Exercise brief
Quote the passage on the cartoonist Morten Mørland word for word, in full.

Norwegian cartoonist

Morten Mørland (born 1979) is a Norwegian political cartoonist working in the United Kingdom. His work regularly appears in The Times, and previously The Spectator. He has won several British and Norwegian cartoon awards.

==Career==
Since 2002, his work is regularly featured in The Times newspaper, as well as other newspapers, magazines, and television, including The Spectator cover for 15 years until 2024, GQ, and The Economist in the UK, and VG and Agderposten (where he began his career in 2000) in Norway. He works in pen and ink and is influenced by Kevin Kallaugher.

Morland's 2004 cartoon satirising the Israeli–Palestinian peace process adapted James Gillray's 18th-century cartoon "Sin, Death, and the Devil", presenting the viewer with "a parody of an eighteenth-century parody of Milton’s seventeenth-century poem". One of his favourite subjects was Prime Minister Gordon Brown. A 2022 The Times cartoon showed Russians invading Ukraine bouncing off President Zelenskyy.

==Recognition==
His work has won several awards: Political Cartoon Society Cartoon of the Year (2005; 2008; 2013; 2017), Cartoon Art Trust Political Cartoonist of the Year (2009), and Cartoonist of the Year at The Press Awards three times (2015, 2020, and 2023); he was shortlisted in 2026. He won the Norwegian Norsk Journalistlag Newspaper Cartoonist of the Year in 2023 for "Rødt" in VG, showing Bjørnar Moxnes as the Pied Piper, for its caricature and political sting. He jointly won the 2025 Fritt Ord Foundation Prize with May Linn Clement and Marvin Halleraker.

Supplied entries
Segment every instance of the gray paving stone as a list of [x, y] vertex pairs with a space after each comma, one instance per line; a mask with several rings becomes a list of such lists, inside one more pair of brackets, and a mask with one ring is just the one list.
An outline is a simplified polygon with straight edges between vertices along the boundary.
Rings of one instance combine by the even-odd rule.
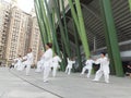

* * *

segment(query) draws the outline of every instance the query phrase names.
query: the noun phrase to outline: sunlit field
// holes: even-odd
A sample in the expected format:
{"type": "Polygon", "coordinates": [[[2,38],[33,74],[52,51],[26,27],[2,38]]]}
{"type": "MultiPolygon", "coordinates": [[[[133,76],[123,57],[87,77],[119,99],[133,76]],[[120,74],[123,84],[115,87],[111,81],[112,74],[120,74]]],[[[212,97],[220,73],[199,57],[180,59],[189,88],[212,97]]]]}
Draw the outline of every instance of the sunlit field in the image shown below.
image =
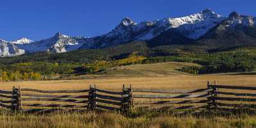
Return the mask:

Written solution
Norwegian cartoonist

Morten Mørland (born 1979) is a Norwegian political cartoonist working in the United Kingdom. His work regularly appears in The Times, and previously The Spectator. He has won several British and Norwegian cartoon awards.

==Career==
Since 2002, his work is regularly featured in The Times newspaper, as well as other newspapers, magazines, and television, including The Spectator cover for 15 years until 2024, GQ, and The Economist in the UK, and VG and Agderposten (where he began his career in 2000) in Norway. He works in pen and ink and is influenced by Kevin Kallaugher.

Morland's 2004 cartoon satirising the Israeli–Palestinian peace process adapted James Gillray's 18th-century cartoon "Sin, Death, and the Devil", presenting the viewer with "a parody of an eighteenth-century parody of Milton’s seventeenth-century poem". One of his favourite subjects was Prime Minister Gordon Brown. A 2022 The Times cartoon showed Russians invading Ukraine bouncing off President Zelenskyy.

==Recognition==
His work has won several awards: Political Cartoon Society Cartoon of the Year (2005; 2008; 2013; 2017), Cartoon Art Trust Political Cartoonist of the Year (2009), and Cartoonist of the Year at The Press Awards three times (2015, 2020, and 2023); he was shortlisted in 2026. He won the Norwegian Norsk Journalistlag Newspaper Cartoonist of the Year in 2023 for "Rødt" in VG, showing Bjørnar Moxnes as the Pied Piper, for its caricature and political sting. He jointly won the 2025 Fritt Ord Foundation Prize with May Linn Clement and Marvin Halleraker.